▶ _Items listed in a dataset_
↓

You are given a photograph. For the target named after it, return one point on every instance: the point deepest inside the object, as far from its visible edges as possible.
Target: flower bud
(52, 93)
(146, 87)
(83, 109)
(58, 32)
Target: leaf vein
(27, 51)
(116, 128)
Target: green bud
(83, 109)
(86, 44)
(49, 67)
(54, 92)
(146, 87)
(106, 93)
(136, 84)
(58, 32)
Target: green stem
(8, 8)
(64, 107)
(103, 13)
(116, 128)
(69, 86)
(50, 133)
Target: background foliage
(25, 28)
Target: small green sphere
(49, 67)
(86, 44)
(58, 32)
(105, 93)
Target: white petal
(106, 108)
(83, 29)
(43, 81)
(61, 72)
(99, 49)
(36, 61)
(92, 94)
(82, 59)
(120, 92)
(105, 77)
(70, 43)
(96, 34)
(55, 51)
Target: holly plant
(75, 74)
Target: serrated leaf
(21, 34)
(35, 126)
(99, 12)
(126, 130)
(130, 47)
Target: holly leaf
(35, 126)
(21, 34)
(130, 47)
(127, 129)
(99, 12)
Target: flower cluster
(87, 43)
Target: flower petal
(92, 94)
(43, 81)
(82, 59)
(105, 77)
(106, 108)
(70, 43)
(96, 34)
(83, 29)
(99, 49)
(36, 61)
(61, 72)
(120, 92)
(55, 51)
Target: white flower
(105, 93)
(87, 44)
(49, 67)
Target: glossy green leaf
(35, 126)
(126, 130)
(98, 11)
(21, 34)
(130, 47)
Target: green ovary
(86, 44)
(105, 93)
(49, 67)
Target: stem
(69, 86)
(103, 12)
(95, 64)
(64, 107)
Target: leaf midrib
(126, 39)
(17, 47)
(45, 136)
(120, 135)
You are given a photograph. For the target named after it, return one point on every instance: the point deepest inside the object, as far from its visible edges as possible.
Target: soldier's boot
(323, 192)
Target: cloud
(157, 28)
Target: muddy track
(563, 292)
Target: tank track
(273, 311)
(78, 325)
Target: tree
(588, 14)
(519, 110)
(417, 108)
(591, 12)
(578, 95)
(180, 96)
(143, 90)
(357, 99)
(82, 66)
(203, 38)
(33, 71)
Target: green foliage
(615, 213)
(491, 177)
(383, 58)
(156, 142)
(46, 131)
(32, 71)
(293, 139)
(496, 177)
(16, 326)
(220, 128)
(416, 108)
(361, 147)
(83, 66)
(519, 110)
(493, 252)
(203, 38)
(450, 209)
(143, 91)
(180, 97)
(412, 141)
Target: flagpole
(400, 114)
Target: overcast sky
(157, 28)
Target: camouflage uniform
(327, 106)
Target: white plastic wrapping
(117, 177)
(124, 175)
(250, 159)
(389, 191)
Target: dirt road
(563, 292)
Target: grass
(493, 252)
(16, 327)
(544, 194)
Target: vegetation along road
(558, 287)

↑

▶ _ACTIVITY_
All the records, from the first line to the last: repeat them exactly.

▶ _WRITTEN RESPONSE_
You are given a photograph. For the target named after it, return one point on every instance: the point deepest inside the object, as far from its visible edges as possible.
Target: flower bud
(52, 93)
(146, 87)
(83, 109)
(58, 32)
Target: leaf vein
(27, 51)
(116, 128)
Target: green bud
(83, 109)
(86, 44)
(49, 67)
(54, 92)
(146, 87)
(106, 93)
(136, 84)
(58, 32)
Target: green stem
(8, 8)
(64, 107)
(103, 13)
(116, 128)
(69, 86)
(50, 133)
Target: background foliage
(25, 28)
Target: small green sphere
(49, 67)
(86, 44)
(58, 32)
(105, 93)
Target: white petal
(106, 108)
(83, 29)
(43, 81)
(61, 72)
(99, 49)
(36, 61)
(92, 94)
(82, 59)
(120, 92)
(105, 77)
(70, 43)
(96, 34)
(55, 51)
Target: holly plant
(75, 74)
Target: serrated leaf
(21, 34)
(35, 126)
(99, 12)
(126, 130)
(130, 47)
Target: holly leaf
(35, 126)
(21, 34)
(130, 47)
(127, 129)
(99, 12)
Target: flower cluster
(87, 43)
Target: flower petal
(92, 94)
(43, 81)
(82, 59)
(105, 77)
(106, 108)
(70, 43)
(96, 34)
(83, 29)
(99, 49)
(36, 61)
(61, 72)
(120, 92)
(55, 51)
Target: white flower
(105, 93)
(87, 44)
(49, 67)
Target: glossy green leaf
(35, 126)
(126, 130)
(98, 11)
(21, 34)
(130, 47)
Target: green ovary
(86, 44)
(105, 93)
(49, 67)
Target: stem
(69, 86)
(103, 12)
(95, 64)
(64, 107)
Target: leaf midrib
(126, 39)
(17, 47)
(45, 136)
(120, 135)
You are given a photograph. For the target named after it, return one point on every instance: the point deepest inside the object, as far from its visible edges as possible.
Target: soldier's boot
(323, 192)
Target: cloud
(157, 28)
Target: muddy track
(563, 292)
Target: tank track
(273, 311)
(78, 325)
Target: tree
(588, 14)
(519, 110)
(417, 108)
(591, 12)
(578, 95)
(180, 96)
(143, 90)
(357, 99)
(82, 66)
(203, 38)
(33, 71)
Target: green foliage
(615, 213)
(491, 177)
(383, 58)
(156, 142)
(46, 131)
(32, 71)
(293, 139)
(496, 177)
(16, 326)
(220, 128)
(416, 108)
(361, 147)
(83, 66)
(519, 110)
(493, 252)
(203, 38)
(450, 209)
(143, 91)
(180, 97)
(412, 141)
Target: flagpole
(400, 114)
Target: overcast sky
(157, 28)
Target: camouflage uniform
(327, 106)
Target: white plastic wrapping
(117, 177)
(124, 175)
(250, 159)
(389, 191)
Target: dirt road
(563, 292)
Target: grass
(493, 252)
(16, 327)
(544, 194)
Target: vegetation along road
(558, 287)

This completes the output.